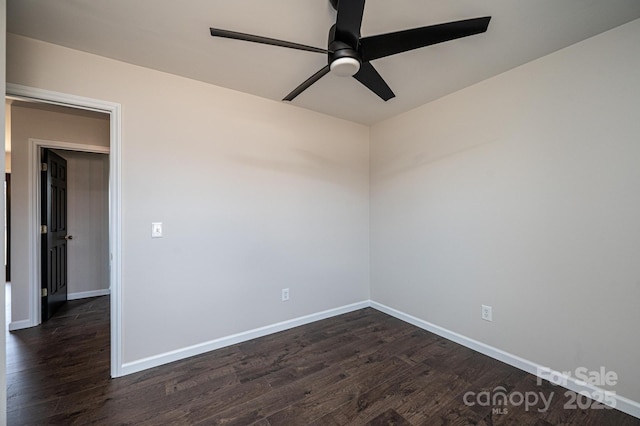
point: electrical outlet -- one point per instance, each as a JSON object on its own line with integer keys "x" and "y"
{"x": 156, "y": 230}
{"x": 487, "y": 313}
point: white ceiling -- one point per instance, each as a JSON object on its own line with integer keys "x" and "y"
{"x": 173, "y": 36}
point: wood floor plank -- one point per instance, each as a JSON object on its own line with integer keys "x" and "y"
{"x": 360, "y": 368}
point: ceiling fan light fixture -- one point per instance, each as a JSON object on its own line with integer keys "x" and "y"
{"x": 345, "y": 67}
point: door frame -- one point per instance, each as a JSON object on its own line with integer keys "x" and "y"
{"x": 115, "y": 203}
{"x": 34, "y": 151}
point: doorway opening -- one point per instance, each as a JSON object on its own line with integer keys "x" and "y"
{"x": 32, "y": 286}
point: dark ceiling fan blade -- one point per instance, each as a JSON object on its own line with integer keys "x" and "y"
{"x": 216, "y": 32}
{"x": 307, "y": 83}
{"x": 370, "y": 78}
{"x": 349, "y": 21}
{"x": 382, "y": 45}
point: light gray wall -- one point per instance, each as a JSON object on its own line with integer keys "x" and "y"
{"x": 523, "y": 193}
{"x": 254, "y": 195}
{"x": 29, "y": 122}
{"x": 88, "y": 222}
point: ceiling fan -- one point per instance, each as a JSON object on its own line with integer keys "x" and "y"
{"x": 349, "y": 54}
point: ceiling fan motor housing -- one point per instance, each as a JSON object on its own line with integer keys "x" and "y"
{"x": 344, "y": 60}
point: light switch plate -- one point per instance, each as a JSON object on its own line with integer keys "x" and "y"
{"x": 156, "y": 230}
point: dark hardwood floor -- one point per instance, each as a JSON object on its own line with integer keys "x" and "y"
{"x": 360, "y": 368}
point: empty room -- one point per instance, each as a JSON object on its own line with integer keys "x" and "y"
{"x": 323, "y": 212}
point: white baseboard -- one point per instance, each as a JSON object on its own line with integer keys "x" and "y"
{"x": 619, "y": 402}
{"x": 178, "y": 354}
{"x": 19, "y": 325}
{"x": 87, "y": 294}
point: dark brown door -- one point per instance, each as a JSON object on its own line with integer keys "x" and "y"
{"x": 54, "y": 232}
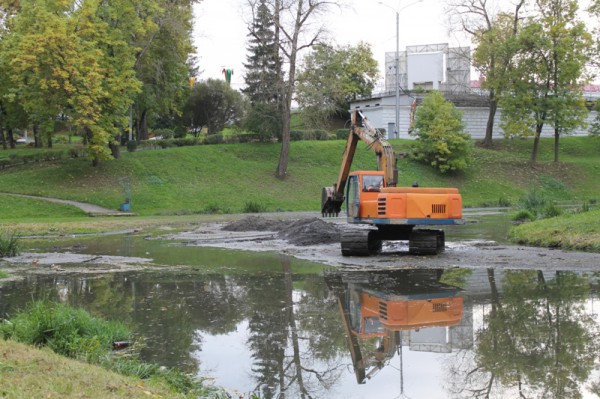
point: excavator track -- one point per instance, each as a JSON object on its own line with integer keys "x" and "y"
{"x": 360, "y": 243}
{"x": 426, "y": 242}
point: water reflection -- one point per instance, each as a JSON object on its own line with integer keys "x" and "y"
{"x": 391, "y": 308}
{"x": 538, "y": 338}
{"x": 287, "y": 330}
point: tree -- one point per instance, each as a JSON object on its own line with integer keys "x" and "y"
{"x": 548, "y": 74}
{"x": 293, "y": 21}
{"x": 215, "y": 105}
{"x": 493, "y": 35}
{"x": 64, "y": 58}
{"x": 263, "y": 73}
{"x": 333, "y": 77}
{"x": 441, "y": 141}
{"x": 263, "y": 66}
{"x": 161, "y": 65}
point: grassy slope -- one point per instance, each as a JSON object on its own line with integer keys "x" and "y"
{"x": 27, "y": 372}
{"x": 227, "y": 177}
{"x": 572, "y": 231}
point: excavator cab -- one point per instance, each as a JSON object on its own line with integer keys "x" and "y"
{"x": 372, "y": 198}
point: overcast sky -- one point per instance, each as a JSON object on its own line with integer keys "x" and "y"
{"x": 220, "y": 30}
□ □ □ □
→ TRY IT: Without including any pictures, print all of the material exactly as given.

→ WRITTEN REPLY:
point: electrical outlet -- one point per instance, each as a JSON object on its own line with integer keys "x" and "y"
{"x": 156, "y": 230}
{"x": 487, "y": 313}
point: white ceiling -- one point per instance, each as a JSON object on its own line with integer keys "x" and "y"
{"x": 173, "y": 36}
point: wood floor plank -- one point per instance, each as a JSON object on its own line with integer keys "x" and "y"
{"x": 360, "y": 368}
point: ceiling fan light fixture -- one point per instance, each as a JSON object on its own line with integer keys "x" and "y"
{"x": 345, "y": 67}
point: door frame -- one point per instance, each as a JSON object on its own line with integer keys "x" and "y"
{"x": 115, "y": 203}
{"x": 34, "y": 151}
point: doorway opening -- one point per instance, each as a JSON object on its own line with integer keys "x" and "y"
{"x": 32, "y": 286}
point: dark ceiling fan blade -- one point per instance, each as a JSON object on its own line with integer keys "x" and "y"
{"x": 216, "y": 32}
{"x": 307, "y": 83}
{"x": 370, "y": 78}
{"x": 349, "y": 21}
{"x": 382, "y": 45}
point: light gray wall -- one point per instance, each as a JSON object on its own line with integer keys "x" and "y"
{"x": 523, "y": 193}
{"x": 254, "y": 195}
{"x": 29, "y": 122}
{"x": 88, "y": 222}
point: ceiling fan -- one point per instance, each as a JSON object on its own line with integer keys "x" and "y"
{"x": 349, "y": 54}
point: ceiling fan motor housing -- one point per instance, each as a JSON object on its own line with integer keys "x" and "y"
{"x": 344, "y": 60}
point: light switch plate -- one point per instance, each as a JSON object on its own line with integer keys "x" and "y"
{"x": 156, "y": 230}
point: dark hardwood floor -- one point per instance, each as a JSON object on its own line with integer keys "x" and "y"
{"x": 360, "y": 368}
point: empty room -- one point per instance, each as a JSON object on its own line with integer keys "x" and "y"
{"x": 323, "y": 212}
point: white baseboard -- one point per instance, each as a JSON object on its own line with integer keys "x" and "y"
{"x": 619, "y": 402}
{"x": 178, "y": 354}
{"x": 19, "y": 325}
{"x": 87, "y": 294}
point: dark brown door -- one point per instance, each as a JSON object on its own line with integer keys "x" and "y"
{"x": 54, "y": 232}
point: excavator track -- one point per instance, each as a JSON object on its own line with integer keys "x" and "y"
{"x": 360, "y": 243}
{"x": 426, "y": 242}
point: water reflection -- one point per instance, each as a JSON object on its own line with integer keys "x" and "y"
{"x": 391, "y": 308}
{"x": 538, "y": 338}
{"x": 287, "y": 330}
point: tree -- one point per instance, each as a JSON object on its own line with integer keys "x" and "y"
{"x": 548, "y": 74}
{"x": 293, "y": 21}
{"x": 215, "y": 105}
{"x": 493, "y": 35}
{"x": 64, "y": 58}
{"x": 263, "y": 73}
{"x": 333, "y": 77}
{"x": 441, "y": 141}
{"x": 263, "y": 66}
{"x": 161, "y": 65}
point: grassy slope -- one point per instance, each as a JSON object on its own line with integer keys "x" and "y"
{"x": 27, "y": 372}
{"x": 227, "y": 177}
{"x": 572, "y": 231}
point: excavator cab -- one point per instance, each as a JSON object on its own line with integer keys "x" and "y"
{"x": 372, "y": 198}
point: overcast sky -- one point per instance, each as a JSON object on its own line with integer keys "x" and "y"
{"x": 220, "y": 30}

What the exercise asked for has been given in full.